Aim
Please format the rows as a numbered list without blank lines, from the first row through the line that contains "x=487 y=811", including both ends.

Data supplied

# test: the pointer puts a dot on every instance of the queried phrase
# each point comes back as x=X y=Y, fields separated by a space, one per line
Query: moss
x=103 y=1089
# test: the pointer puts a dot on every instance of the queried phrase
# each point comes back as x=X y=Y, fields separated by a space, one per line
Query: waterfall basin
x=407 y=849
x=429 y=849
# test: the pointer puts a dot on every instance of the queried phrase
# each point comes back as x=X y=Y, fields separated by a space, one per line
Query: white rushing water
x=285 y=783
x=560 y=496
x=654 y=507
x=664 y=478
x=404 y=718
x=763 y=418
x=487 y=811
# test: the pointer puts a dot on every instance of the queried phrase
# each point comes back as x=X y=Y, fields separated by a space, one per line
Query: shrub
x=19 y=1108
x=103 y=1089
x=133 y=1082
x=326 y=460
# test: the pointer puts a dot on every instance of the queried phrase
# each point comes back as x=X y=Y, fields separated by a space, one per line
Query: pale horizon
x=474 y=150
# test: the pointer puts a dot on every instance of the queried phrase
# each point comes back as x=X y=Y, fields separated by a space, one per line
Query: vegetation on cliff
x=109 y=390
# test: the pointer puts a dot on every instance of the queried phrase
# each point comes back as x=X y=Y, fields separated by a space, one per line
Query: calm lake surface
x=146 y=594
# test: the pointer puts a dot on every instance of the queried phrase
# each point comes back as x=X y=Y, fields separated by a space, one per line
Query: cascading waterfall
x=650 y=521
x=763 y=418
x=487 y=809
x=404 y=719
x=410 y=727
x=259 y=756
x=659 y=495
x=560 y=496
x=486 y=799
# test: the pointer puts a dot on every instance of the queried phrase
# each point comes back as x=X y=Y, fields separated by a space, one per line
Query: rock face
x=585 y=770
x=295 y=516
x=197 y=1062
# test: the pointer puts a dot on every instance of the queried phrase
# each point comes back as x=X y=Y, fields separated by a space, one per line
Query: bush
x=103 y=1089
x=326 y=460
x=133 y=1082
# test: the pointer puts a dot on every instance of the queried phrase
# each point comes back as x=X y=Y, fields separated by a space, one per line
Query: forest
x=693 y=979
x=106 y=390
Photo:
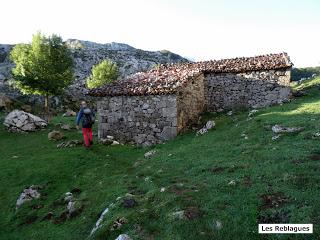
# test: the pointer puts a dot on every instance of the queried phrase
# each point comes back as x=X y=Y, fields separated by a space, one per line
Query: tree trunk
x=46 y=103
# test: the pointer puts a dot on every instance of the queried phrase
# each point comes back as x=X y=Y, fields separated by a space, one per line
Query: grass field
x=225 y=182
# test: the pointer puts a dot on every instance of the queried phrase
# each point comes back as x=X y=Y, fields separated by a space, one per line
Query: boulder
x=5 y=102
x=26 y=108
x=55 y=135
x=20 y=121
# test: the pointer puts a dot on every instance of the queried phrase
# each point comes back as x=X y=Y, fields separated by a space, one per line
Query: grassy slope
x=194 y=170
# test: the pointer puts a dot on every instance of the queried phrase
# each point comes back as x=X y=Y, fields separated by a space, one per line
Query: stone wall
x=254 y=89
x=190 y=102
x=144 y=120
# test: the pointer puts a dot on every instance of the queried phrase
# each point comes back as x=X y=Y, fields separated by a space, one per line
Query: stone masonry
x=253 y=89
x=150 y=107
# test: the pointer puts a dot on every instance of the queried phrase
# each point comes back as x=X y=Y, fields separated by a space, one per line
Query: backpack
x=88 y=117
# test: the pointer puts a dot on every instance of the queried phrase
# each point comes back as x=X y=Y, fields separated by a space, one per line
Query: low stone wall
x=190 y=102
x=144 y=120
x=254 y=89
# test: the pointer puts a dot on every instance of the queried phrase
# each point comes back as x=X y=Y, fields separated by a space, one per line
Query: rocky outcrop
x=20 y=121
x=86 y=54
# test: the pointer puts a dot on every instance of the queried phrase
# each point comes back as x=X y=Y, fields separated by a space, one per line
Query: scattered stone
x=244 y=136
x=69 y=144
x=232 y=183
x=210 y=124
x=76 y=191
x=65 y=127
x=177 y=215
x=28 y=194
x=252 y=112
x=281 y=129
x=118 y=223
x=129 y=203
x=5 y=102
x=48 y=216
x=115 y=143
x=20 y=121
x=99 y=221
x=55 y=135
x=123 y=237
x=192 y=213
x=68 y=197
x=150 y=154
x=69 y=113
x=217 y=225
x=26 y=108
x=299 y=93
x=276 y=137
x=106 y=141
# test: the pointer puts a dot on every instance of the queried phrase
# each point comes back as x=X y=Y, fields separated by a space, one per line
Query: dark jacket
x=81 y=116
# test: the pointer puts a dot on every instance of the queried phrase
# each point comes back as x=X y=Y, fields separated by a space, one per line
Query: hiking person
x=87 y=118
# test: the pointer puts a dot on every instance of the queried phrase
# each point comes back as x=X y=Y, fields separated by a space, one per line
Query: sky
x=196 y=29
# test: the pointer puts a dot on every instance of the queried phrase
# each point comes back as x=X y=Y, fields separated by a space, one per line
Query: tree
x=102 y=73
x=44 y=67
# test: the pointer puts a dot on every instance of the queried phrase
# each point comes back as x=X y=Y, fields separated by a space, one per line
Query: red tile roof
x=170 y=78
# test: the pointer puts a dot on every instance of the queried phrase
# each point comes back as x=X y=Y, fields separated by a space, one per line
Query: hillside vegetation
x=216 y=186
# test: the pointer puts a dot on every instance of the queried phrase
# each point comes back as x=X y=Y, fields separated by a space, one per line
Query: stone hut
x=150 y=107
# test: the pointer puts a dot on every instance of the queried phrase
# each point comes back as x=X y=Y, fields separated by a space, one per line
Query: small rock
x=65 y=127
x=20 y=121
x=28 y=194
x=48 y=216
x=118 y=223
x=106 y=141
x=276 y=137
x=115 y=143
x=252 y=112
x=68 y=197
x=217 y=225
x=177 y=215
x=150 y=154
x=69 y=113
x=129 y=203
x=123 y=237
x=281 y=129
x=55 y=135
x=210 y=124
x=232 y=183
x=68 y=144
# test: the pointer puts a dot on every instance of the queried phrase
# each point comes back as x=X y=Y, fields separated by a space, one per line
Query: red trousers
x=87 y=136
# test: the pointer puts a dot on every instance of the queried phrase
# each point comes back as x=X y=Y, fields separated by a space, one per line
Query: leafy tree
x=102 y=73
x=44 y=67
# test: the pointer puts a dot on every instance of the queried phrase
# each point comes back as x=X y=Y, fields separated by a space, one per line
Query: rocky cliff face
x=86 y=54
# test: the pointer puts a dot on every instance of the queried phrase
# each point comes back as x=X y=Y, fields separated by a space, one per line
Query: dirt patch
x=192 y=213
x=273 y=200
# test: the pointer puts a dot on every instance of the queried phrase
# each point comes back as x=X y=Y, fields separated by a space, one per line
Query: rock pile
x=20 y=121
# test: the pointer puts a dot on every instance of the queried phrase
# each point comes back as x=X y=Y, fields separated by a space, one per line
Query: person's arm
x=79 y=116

Finished task
1. # test: the pointer puts a dot on every instance of the queried phrase
2. # each point comes back as x=X y=Y, fields separated by a space, one per line
3. Query: moss
4. x=103 y=1089
5. # test: the pointer puts a dot on every instance of the queried phrase
6. # each point comes back as x=X y=Y, fields separated by a space, one per line
7. Query: waterfall basin
8. x=407 y=849
9. x=429 y=849
10. # test: the pointer puts a dot on every instance of the queried phrase
11. # each point comes back as x=X y=Y, fields separated by a space, one per line
12. Query: white rushing water
13. x=285 y=783
14. x=560 y=496
15. x=654 y=507
16. x=664 y=478
17. x=404 y=718
18. x=763 y=418
19. x=487 y=811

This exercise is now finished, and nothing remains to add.